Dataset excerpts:
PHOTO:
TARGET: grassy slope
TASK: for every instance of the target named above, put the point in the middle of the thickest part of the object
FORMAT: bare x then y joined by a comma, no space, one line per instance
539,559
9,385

» What you are asked to do:
Reproduce all the records precisely.

» Solved problem:
PHOTO:
TARGET: grassy slope
TASK: for every instance of the target named above, put the point in the middle of the thickest part of the object
FORMAT: bare x then y joined by a comma, no space, one line per instance
539,559
9,385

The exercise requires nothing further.